* _Task_
Copy the following lines verbatim, beginning with the line containing "Target: sky" and continuing through the end of the records.

↓↓↓

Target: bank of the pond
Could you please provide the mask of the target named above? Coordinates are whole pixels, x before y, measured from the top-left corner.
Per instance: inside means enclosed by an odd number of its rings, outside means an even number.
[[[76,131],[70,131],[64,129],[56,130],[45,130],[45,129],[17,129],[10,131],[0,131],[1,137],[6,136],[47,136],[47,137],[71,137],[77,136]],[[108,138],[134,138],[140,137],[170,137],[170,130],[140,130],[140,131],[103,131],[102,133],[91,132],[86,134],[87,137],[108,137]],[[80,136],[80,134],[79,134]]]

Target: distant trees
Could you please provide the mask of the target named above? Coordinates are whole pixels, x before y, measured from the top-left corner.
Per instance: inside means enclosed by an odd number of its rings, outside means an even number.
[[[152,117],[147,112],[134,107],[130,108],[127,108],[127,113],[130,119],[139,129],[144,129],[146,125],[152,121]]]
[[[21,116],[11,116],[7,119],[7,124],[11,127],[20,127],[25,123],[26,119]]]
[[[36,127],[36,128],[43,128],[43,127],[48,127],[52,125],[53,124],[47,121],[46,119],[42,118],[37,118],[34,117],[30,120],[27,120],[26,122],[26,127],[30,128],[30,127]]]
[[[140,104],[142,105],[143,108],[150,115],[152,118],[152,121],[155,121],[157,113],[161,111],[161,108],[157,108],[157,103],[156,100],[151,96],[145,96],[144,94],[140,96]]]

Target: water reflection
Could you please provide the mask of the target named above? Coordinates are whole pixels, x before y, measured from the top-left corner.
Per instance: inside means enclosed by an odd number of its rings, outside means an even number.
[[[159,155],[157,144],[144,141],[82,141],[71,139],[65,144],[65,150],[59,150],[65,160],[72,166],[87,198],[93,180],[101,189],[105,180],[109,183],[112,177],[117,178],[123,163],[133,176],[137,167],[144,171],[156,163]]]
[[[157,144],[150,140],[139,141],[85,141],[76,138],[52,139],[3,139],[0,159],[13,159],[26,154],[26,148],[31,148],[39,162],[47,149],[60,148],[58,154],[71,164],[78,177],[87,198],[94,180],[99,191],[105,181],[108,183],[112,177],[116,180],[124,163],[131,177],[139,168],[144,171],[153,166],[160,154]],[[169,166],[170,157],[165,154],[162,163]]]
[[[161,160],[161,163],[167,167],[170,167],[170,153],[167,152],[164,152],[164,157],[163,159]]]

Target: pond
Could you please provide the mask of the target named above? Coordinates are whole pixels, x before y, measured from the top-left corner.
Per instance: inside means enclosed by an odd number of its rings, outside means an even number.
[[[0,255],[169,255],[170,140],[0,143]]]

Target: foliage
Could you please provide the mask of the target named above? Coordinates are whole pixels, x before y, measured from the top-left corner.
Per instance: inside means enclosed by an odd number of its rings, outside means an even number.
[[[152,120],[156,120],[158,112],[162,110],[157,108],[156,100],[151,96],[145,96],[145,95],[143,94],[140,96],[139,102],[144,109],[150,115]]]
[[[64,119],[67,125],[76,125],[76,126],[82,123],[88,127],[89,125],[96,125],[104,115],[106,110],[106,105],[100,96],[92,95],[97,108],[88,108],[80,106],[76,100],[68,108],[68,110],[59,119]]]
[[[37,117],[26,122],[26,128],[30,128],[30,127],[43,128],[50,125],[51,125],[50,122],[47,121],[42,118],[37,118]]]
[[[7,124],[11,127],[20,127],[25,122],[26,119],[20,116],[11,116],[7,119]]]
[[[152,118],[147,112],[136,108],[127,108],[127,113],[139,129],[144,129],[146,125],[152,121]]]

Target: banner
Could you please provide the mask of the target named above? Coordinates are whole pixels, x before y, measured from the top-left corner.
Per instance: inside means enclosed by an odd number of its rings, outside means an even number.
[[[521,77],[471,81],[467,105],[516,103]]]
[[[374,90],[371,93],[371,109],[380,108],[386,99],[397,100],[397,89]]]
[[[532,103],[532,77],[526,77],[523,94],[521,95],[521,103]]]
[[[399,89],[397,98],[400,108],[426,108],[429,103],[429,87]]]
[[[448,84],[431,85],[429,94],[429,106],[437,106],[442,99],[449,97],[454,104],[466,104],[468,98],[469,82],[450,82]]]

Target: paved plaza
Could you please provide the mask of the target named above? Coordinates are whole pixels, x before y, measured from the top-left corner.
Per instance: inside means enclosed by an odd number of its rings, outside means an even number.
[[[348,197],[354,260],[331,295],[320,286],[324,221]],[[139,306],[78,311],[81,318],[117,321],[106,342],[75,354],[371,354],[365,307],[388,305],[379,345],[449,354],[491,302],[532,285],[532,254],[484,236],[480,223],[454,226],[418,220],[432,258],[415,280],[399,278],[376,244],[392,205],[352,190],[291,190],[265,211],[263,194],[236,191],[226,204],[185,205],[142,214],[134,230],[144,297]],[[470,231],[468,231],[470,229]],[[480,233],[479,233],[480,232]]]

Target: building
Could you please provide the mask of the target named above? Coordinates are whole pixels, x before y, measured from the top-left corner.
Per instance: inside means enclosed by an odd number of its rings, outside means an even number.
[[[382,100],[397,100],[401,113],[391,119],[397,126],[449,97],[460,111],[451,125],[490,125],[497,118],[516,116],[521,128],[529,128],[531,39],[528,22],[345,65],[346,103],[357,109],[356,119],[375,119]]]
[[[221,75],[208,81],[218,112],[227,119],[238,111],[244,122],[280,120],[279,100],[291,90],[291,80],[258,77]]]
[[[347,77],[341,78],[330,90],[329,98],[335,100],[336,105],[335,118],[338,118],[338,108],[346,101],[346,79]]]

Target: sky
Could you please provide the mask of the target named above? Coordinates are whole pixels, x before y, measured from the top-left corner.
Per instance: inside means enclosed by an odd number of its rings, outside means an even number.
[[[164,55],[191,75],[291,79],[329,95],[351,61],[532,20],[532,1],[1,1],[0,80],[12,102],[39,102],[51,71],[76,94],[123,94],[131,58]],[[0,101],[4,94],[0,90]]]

↑↑↑

* _Result below_
Target: sky
Could you please provide the mask of the target named above? Coordinates are whole pixels, x before y, measured from the top-left corner.
Per instance: inside means enclosed by an odd number of its rings, outside means an even number.
[[[164,55],[191,75],[291,79],[329,95],[351,61],[532,20],[532,1],[1,1],[0,80],[12,102],[39,102],[51,71],[76,94],[123,94],[131,58]],[[0,101],[4,94],[0,90]]]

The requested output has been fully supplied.